→ Task to carry out: Decide whether each statement agrees with the article on the Stasi's secret barrier testing site below, and answer yes or no for each, quoting the words of the article that decide it. (a) The photo of a vehicle smashing into a steel barrier was taken in 1980. (b) The site where the photos were taken has since been made public. (c) The couple looking over the wall into East Berlin appear in a photo from April 1983.

The Secret Site Where East Germany's Stasi Perfected The Berlin Wall

A vehicle smashes into a steel barrier at a secret testing location in East Germany where obstacles to prevent people speeding to freedom through East Berlin's checkpoints were tested.

This 1980 photo is one of several held in Germany's Stasi Records Archive that reveal the lengths to which East Germany's authorities went to ensure anyone trying to escape the communist state would be stopped, or killed in the process.

The aftermath of a barrier test at the secret East German facility

Dr. Gerhard Salter, the head of research at The Berlin Wall Foundation, told RFE/RL these photos were taken at a site in Soviet-backed East Germany that remains secret to this day. "We have files from the Federal Archives that mention [the testing sites], but we know nothing more about them," he said. 
 

A couple look over the wall into East Berlin in April 1983.

→ Material provided:
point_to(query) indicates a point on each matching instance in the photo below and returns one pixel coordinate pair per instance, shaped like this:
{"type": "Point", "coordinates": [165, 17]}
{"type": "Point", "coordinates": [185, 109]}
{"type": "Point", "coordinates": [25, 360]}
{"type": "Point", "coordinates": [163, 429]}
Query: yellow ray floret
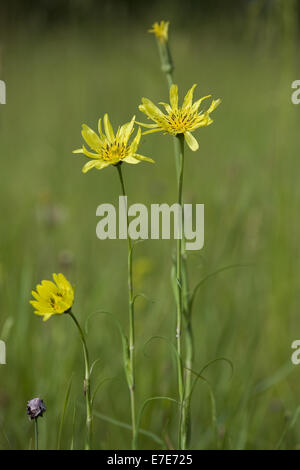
{"type": "Point", "coordinates": [160, 30]}
{"type": "Point", "coordinates": [53, 298]}
{"type": "Point", "coordinates": [109, 148]}
{"type": "Point", "coordinates": [179, 120]}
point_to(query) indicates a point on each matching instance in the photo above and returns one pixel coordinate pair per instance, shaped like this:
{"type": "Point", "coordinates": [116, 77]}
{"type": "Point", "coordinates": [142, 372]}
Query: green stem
{"type": "Point", "coordinates": [167, 67]}
{"type": "Point", "coordinates": [131, 377]}
{"type": "Point", "coordinates": [36, 431]}
{"type": "Point", "coordinates": [180, 138]}
{"type": "Point", "coordinates": [87, 387]}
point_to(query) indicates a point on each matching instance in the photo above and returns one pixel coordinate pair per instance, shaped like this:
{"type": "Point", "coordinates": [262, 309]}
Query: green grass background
{"type": "Point", "coordinates": [246, 172]}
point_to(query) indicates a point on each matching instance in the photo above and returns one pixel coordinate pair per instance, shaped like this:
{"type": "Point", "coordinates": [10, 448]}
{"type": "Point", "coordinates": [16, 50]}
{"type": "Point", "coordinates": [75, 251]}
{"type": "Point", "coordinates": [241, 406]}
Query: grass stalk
{"type": "Point", "coordinates": [87, 386]}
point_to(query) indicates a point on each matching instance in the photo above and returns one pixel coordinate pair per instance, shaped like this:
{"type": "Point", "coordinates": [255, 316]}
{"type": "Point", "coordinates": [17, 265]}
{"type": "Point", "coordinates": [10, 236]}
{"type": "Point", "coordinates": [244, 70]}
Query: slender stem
{"type": "Point", "coordinates": [131, 378]}
{"type": "Point", "coordinates": [180, 138]}
{"type": "Point", "coordinates": [87, 387]}
{"type": "Point", "coordinates": [36, 431]}
{"type": "Point", "coordinates": [167, 67]}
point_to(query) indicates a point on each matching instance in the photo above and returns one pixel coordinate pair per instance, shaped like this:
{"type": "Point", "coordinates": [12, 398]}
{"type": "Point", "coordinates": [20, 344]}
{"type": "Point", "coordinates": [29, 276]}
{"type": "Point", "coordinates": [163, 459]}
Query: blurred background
{"type": "Point", "coordinates": [68, 62]}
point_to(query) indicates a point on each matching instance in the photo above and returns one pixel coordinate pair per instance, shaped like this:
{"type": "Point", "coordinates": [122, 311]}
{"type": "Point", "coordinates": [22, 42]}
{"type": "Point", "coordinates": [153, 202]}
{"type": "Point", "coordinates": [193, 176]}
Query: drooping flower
{"type": "Point", "coordinates": [160, 30]}
{"type": "Point", "coordinates": [35, 408]}
{"type": "Point", "coordinates": [179, 120]}
{"type": "Point", "coordinates": [53, 298]}
{"type": "Point", "coordinates": [110, 148]}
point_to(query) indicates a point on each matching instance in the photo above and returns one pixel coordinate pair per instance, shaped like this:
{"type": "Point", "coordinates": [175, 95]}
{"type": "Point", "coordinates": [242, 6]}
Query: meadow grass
{"type": "Point", "coordinates": [246, 174]}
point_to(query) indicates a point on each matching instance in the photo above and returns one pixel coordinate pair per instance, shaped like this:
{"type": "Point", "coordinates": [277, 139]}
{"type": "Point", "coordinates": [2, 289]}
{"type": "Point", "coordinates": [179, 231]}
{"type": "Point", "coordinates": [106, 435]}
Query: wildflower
{"type": "Point", "coordinates": [110, 149]}
{"type": "Point", "coordinates": [179, 120]}
{"type": "Point", "coordinates": [53, 298]}
{"type": "Point", "coordinates": [35, 408]}
{"type": "Point", "coordinates": [160, 30]}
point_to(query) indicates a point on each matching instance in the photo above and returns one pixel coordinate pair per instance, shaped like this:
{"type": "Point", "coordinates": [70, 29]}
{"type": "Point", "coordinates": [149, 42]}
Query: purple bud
{"type": "Point", "coordinates": [35, 408]}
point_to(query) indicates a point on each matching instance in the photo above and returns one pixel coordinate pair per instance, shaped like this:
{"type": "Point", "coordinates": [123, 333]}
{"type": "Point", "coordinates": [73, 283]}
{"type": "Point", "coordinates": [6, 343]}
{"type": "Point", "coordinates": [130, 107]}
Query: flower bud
{"type": "Point", "coordinates": [35, 408]}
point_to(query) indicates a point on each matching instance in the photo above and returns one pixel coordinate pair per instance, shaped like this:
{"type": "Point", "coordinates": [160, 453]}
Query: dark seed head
{"type": "Point", "coordinates": [35, 408]}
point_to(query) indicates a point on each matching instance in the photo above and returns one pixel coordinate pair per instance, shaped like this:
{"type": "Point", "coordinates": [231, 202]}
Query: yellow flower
{"type": "Point", "coordinates": [52, 299]}
{"type": "Point", "coordinates": [110, 149]}
{"type": "Point", "coordinates": [160, 30]}
{"type": "Point", "coordinates": [179, 120]}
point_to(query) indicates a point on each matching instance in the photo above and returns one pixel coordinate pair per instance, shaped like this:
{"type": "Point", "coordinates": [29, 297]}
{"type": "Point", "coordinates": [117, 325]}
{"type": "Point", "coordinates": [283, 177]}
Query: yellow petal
{"type": "Point", "coordinates": [131, 160]}
{"type": "Point", "coordinates": [174, 97]}
{"type": "Point", "coordinates": [151, 110]}
{"type": "Point", "coordinates": [213, 105]}
{"type": "Point", "coordinates": [94, 164]}
{"type": "Point", "coordinates": [191, 141]}
{"type": "Point", "coordinates": [108, 129]}
{"type": "Point", "coordinates": [188, 99]}
{"type": "Point", "coordinates": [198, 102]}
{"type": "Point", "coordinates": [126, 130]}
{"type": "Point", "coordinates": [91, 138]}
{"type": "Point", "coordinates": [142, 158]}
{"type": "Point", "coordinates": [89, 154]}
{"type": "Point", "coordinates": [151, 126]}
{"type": "Point", "coordinates": [100, 130]}
{"type": "Point", "coordinates": [135, 143]}
{"type": "Point", "coordinates": [158, 129]}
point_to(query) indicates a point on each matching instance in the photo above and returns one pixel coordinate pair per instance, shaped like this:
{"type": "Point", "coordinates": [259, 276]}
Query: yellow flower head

→ Exercise result:
(a) Yes: "This 1980 photo is one of several held in Germany's Stasi Records Archive"
(b) No: "these photos were taken at a site in Soviet-backed East Germany that remains secret to this day"
(c) Yes: "A couple look over the wall into East Berlin in April 1983."